:: Tareas por hacer ::
[1] Enumera las calles y plazas que se nombran en el texto mostrado.
[2] Transcribe del texto mostrado el fragmento que abre con las palabras que contienen "Durante el primer" y cierra con "que así ocurría.".

:: Texto mostrado ::

_ _ _ _ _ _ _

“Mientras dure la guerra”: la pasión según Amenabar

Durante el primer año de los cinco que viví en Salamanca, para cursar estudios de periodismo, hace ya casi 30 años, viví a escasos metros del domicilio de Unamuno. A diario, pasaba varias veces entre su casa y la estatua que estaba mirando hacia ella, justo al otro lado de la calle. Plaza de la Fuente-Calle Bordadores-Calle Compañía arriba, Calle Compañía-Calle Bordadores-Plaza de la Fuente abajo. Más de 50 años después de su muerte, la presencia de aquel hombre del que entonces  tan poco sabía, permanecía en aquel lugar de la ciudad produciéndome sensaciones que iban de la inquietud a una vibrante admiración. Puede que solo me pasase a mí, pero la realidad es que así ocurría.

_ _ _ _ _ _ _

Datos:

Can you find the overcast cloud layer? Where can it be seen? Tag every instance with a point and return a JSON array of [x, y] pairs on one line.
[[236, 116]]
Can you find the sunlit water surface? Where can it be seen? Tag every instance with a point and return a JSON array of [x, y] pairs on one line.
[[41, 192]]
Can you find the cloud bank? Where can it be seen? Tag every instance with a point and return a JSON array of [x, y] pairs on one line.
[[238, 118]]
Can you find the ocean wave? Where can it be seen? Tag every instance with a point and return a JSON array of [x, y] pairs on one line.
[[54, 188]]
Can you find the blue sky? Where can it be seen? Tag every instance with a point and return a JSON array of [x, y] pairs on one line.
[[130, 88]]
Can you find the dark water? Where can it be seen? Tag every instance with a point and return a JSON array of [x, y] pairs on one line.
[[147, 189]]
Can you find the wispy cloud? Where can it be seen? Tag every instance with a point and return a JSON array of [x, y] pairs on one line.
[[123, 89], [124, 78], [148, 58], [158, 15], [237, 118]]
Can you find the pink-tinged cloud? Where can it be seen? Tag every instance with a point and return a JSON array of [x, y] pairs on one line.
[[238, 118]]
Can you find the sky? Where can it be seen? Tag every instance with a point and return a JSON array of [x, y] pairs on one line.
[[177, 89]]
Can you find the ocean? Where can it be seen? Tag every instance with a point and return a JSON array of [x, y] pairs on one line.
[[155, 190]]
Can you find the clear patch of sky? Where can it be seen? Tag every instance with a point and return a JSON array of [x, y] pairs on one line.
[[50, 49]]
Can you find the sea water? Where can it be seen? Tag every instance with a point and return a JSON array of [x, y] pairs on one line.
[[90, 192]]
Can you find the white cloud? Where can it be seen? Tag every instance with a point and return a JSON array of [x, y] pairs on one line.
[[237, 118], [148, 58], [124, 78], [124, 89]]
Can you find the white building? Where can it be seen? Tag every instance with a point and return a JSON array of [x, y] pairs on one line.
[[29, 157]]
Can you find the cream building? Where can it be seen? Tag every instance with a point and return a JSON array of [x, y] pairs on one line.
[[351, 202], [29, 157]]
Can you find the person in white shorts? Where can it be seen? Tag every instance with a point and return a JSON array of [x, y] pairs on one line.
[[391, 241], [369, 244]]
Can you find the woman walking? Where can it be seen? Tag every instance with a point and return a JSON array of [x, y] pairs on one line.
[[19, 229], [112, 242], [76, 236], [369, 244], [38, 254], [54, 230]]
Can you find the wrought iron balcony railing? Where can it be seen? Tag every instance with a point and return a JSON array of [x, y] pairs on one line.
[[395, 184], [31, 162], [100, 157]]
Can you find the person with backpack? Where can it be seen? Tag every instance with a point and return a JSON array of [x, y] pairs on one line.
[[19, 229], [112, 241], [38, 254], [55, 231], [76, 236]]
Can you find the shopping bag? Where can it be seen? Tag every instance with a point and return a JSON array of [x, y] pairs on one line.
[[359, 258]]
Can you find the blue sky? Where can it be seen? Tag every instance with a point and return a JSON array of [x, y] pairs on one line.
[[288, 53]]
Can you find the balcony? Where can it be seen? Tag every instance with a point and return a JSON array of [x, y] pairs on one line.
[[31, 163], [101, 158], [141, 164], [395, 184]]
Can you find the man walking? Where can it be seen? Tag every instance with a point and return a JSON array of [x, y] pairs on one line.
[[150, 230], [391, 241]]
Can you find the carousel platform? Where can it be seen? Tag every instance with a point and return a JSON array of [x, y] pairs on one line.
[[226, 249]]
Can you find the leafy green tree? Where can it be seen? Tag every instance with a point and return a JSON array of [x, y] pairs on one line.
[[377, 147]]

_ _ _ _ _ _ _

:: Respuestas del ejercicio ::
[1] Plaza de la Fuente, Calle Bordadores, Calle Compañía

[2]
Durante el primer año de los cinco que viví en Salamanca, para cursar estudios de periodismo, hace ya casi 30 años, viví a escasos metros del domicilio de Unamuno. A diario, pasaba varias veces entre su casa y la estatua que estaba mirando hacia ella, justo al otro lado de la calle. Plaza de la Fuente-Calle Bordadores-Calle Compañía arriba, Calle Compañía-Calle Bordadores-Plaza de la Fuente abajo. Más de 50 años después de su muerte, la presencia de aquel hombre del que entonces  tan poco sabía, permanecía en aquel lugar de la ciudad produciéndome sensaciones que iban de la inquietud a una vibrante admiración. Puede que solo me pasase a mí, pero la realidad es que así ocurría.